• [Goal] Pick out every line in the items below that contains the word "suit", treating uppercase and lowercase as different, and copy each of those lines.

»»

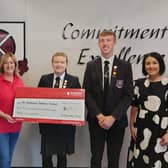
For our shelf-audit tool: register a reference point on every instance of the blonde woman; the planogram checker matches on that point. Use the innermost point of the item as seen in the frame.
(9, 128)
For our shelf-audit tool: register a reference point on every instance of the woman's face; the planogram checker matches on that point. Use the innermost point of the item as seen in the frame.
(152, 66)
(9, 66)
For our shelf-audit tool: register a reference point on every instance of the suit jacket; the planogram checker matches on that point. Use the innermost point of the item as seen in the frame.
(64, 131)
(119, 93)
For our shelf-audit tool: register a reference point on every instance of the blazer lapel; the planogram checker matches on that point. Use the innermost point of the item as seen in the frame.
(115, 71)
(50, 80)
(99, 71)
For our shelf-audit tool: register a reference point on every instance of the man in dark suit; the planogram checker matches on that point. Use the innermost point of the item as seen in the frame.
(108, 84)
(57, 139)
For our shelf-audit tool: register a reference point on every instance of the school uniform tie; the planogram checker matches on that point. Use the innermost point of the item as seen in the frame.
(57, 82)
(106, 79)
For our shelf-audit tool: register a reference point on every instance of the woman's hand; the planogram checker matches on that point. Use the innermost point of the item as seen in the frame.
(8, 118)
(133, 132)
(164, 139)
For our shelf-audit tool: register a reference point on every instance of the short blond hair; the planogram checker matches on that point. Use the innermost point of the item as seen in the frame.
(107, 33)
(60, 54)
(3, 60)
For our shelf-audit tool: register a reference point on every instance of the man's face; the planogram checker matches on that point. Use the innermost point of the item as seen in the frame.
(59, 64)
(106, 45)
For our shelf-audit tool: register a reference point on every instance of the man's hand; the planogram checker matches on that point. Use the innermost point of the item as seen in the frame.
(164, 139)
(105, 121)
(108, 122)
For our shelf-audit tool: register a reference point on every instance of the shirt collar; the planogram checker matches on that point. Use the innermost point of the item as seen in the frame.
(61, 76)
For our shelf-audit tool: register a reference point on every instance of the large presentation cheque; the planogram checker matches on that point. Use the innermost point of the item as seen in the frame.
(50, 105)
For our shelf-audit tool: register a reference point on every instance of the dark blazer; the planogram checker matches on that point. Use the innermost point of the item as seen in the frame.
(64, 131)
(119, 94)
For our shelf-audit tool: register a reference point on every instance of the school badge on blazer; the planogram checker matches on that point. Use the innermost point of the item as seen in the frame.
(65, 83)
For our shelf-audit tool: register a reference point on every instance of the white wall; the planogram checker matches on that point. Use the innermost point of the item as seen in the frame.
(45, 22)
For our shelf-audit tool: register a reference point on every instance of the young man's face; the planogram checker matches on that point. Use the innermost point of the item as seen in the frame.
(59, 64)
(9, 66)
(106, 45)
(152, 67)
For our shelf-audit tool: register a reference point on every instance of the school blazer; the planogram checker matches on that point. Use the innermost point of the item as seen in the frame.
(119, 94)
(56, 129)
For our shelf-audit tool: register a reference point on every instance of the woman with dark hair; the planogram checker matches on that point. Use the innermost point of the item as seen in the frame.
(149, 116)
(9, 128)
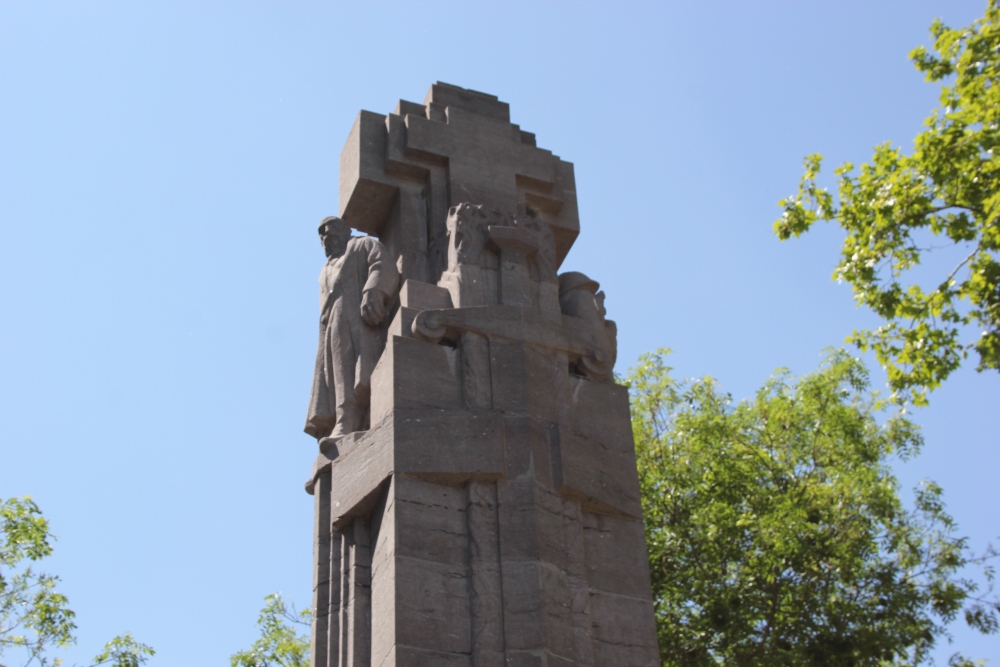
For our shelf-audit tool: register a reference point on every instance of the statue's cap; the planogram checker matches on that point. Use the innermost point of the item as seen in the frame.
(328, 220)
(572, 280)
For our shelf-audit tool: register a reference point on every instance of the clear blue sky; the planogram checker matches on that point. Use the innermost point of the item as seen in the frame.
(162, 170)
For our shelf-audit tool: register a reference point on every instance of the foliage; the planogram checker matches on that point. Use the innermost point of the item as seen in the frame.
(775, 530)
(279, 643)
(947, 190)
(34, 617)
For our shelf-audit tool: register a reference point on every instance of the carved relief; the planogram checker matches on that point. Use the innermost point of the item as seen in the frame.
(579, 297)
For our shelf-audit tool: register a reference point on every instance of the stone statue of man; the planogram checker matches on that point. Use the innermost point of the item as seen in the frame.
(356, 287)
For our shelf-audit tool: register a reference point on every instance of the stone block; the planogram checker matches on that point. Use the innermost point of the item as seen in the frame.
(616, 560)
(483, 104)
(624, 631)
(423, 296)
(432, 605)
(452, 447)
(431, 521)
(413, 374)
(409, 656)
(402, 321)
(366, 195)
(522, 612)
(601, 413)
(601, 478)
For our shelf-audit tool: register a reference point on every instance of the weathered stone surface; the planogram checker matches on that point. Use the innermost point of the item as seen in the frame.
(488, 514)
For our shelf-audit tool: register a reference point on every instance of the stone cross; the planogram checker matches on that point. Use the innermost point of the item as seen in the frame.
(401, 173)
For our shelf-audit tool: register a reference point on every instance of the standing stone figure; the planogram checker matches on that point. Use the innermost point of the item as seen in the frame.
(356, 288)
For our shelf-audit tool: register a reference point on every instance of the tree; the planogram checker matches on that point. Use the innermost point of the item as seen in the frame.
(775, 530)
(897, 206)
(34, 617)
(279, 643)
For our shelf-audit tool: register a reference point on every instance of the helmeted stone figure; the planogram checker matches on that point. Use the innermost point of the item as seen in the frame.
(356, 287)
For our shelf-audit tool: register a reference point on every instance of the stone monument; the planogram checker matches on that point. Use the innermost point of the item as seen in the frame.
(476, 495)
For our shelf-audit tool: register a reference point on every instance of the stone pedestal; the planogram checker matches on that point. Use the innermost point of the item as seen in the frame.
(490, 516)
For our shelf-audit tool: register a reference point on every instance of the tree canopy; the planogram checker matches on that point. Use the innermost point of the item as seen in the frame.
(279, 644)
(775, 530)
(897, 207)
(34, 616)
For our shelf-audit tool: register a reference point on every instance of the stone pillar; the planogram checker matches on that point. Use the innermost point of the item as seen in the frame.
(490, 517)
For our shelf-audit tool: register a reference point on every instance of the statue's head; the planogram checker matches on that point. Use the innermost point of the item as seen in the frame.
(334, 233)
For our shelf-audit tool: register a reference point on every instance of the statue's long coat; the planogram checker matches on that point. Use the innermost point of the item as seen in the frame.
(348, 348)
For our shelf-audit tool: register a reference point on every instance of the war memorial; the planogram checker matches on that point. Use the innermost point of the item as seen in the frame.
(476, 495)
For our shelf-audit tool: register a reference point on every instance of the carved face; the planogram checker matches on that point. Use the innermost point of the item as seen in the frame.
(334, 233)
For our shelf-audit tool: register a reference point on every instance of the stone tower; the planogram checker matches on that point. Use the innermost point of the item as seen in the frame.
(477, 502)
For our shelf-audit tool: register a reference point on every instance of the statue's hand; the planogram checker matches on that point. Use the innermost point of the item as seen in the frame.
(373, 307)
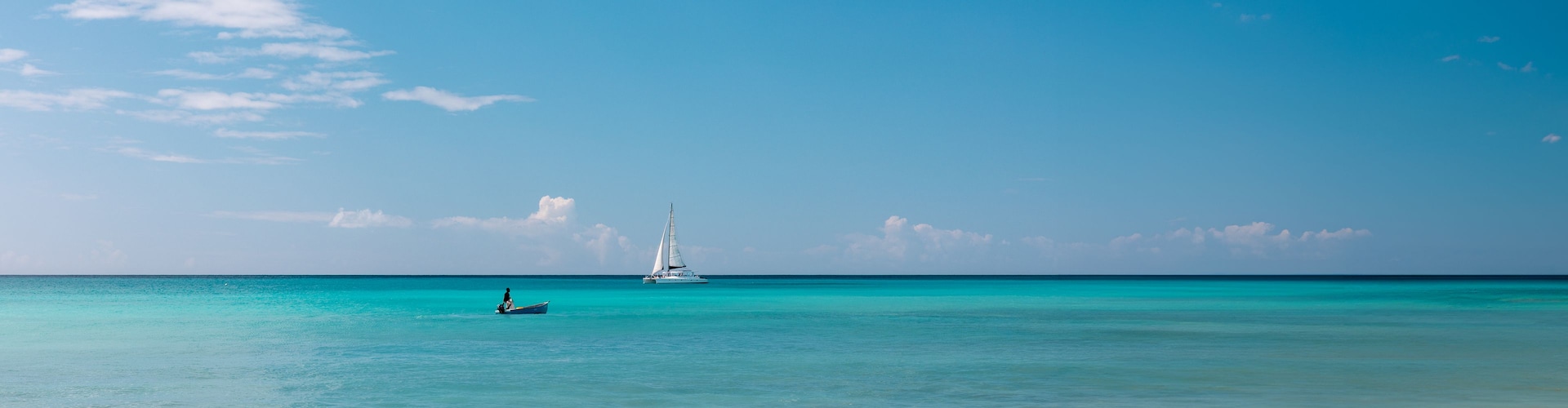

««

• [Output]
For our shelf-audit tool: register a reference point on every instance of the suit jacket; the planogram checker matches on that point. Use the innermost point of the item as seen in the frame.
For our shelf-audit tool: register a reference point on every instance of the man in dark suit; the planogram checker matches on that point. Use the innermost point of the item as seen in the frame.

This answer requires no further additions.